▸ 抜粋文
%%

鎌倉に定住して1年以上たち、日に日に東京が遠くなっていく感覚は以前から持っていた。

用事や会食がある時はもちろん出かけるが、最近は用事がないと出かけることがなくなってきた。

以前はずっと鎌倉にいると退屈してきて、東京が恋しくて用事がなくても出かけていたのに。

最近は事前に用事がなければ敢えて出掛けない場所になりつつある。

でも、鎌倉に愛着を持ち、鎌倉にずっといる癖に、鎌倉にいる自分に対する違和感もいまだに感じるのだ。

そんなときに「ずいぶん遠くに来たなぁ」と思うのかもしれない。

今朝は台風一過の快晴のお天気で、目覚めてすぐ水着に着替えて海に出た。

材木座テラスの建物の上に真っ青な空がクリアに見えたとき。

「ああ、なんか僕はすごく遠いところにいるんだな」という感覚に包まれた。

ポジティブでもネガティブでもないけれど、敢えて言うなら微かに切なさを帯びていたかもしれない。

一人で鎌倉に定住して1年以上がたったので、当たり前だけど去年の今ごろの写真を見ても、鎌倉の写真がほとんどだ。

去年と今年の写真を見比べていて一番違うのは、大好きだったPOSTがなくなったため、POSTの写真がないことと、あとは東京に行っている回数去年より大幅に少ないこと。

鎌倉が自分の地元として定着しつつあると感じるいっぽうで、東京から、そして東京に住む多くの仲間や友達から遠く離れているという感覚。

%%

▸ 提供データ
%%

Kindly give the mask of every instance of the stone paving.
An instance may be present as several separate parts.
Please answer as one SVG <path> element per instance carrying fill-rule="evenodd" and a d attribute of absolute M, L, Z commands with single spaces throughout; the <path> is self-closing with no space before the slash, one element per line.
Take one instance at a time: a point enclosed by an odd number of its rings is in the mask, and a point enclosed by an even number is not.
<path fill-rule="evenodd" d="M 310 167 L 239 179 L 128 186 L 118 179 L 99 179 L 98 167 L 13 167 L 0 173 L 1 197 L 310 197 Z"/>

%%
%%

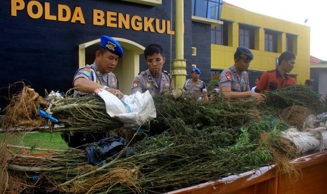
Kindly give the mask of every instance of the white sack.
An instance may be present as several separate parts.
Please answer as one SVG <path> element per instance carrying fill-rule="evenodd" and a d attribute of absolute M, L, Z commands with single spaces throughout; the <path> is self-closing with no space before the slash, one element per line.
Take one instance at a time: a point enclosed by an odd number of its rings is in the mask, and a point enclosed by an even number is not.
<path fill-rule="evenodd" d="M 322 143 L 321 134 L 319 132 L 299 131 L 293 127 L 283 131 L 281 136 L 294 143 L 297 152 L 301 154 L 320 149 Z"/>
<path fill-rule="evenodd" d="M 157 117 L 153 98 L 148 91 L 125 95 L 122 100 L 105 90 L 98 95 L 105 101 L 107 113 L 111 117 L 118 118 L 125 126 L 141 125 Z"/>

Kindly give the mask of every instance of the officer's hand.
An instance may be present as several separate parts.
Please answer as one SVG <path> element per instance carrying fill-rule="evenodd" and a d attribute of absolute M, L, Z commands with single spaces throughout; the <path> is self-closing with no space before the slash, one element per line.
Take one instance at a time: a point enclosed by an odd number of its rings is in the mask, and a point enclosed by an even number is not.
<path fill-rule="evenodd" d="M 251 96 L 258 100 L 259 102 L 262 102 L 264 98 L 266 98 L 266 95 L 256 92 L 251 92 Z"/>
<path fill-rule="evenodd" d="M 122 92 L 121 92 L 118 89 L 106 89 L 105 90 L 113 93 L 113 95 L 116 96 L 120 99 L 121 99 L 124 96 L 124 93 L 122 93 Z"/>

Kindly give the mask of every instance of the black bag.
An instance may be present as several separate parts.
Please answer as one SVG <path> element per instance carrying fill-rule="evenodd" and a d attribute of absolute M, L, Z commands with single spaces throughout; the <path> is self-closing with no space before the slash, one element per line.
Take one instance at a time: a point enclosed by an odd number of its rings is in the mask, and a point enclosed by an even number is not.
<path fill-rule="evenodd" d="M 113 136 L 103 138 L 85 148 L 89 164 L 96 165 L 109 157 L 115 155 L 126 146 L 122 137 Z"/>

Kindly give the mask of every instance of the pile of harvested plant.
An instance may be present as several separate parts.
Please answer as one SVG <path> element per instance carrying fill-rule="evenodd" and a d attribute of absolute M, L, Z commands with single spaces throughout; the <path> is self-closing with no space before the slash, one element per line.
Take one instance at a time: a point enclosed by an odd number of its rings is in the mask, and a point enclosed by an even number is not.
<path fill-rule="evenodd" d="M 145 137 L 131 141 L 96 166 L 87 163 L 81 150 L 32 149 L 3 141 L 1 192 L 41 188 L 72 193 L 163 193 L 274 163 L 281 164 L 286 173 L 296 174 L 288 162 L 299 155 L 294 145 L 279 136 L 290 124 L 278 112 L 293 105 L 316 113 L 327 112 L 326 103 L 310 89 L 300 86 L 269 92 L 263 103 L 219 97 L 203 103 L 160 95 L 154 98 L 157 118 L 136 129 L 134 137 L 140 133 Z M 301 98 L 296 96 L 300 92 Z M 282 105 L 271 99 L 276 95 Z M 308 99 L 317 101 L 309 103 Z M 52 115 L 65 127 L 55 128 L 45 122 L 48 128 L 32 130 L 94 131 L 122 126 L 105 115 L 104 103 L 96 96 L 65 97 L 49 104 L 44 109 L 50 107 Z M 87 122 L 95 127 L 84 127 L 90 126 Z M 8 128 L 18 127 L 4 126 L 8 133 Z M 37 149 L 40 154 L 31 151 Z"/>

%%

▸ やること
鎌倉での暮らしをつづった文章を、最後の文の後から書き継ぐこと。

▸ 課題の解答
そして自分がいる場所が、本当の自分の場所ではないような感覚もふと感じることがある。

でも鎌倉の特に海街にはとても愛着を感じていたりもする。

変化のときなのだろう。

それは自覚している。

7月までは一年前の写真がFacebookなどで上がってくると、そこには幻のように消えた六本木や麻布での生活があった。

それを見ることは懐かしと同時に痛みも僕に与えていたが、それらの古い生活もだいぶ遠い場所へと行き、色が褪せ始めている。

そうだ、僕はいま新しい生活、新しい人生を歩き始める境界線にいるのだろう。

立ち止まっていた時間が終わり、新しい時間の中を生き始めた僕が、いままた変化しようとしている。

そのさなかでふと、自分のアイデンティティや成り立ちに、戸惑いを感じている。

そんな時間なのかもしれない。

無我夢中のときにはこんなことを感じている暇もないわけだから。

ちょっとしたエアポケットみたいな時間と感覚を楽しんでおこうと思う。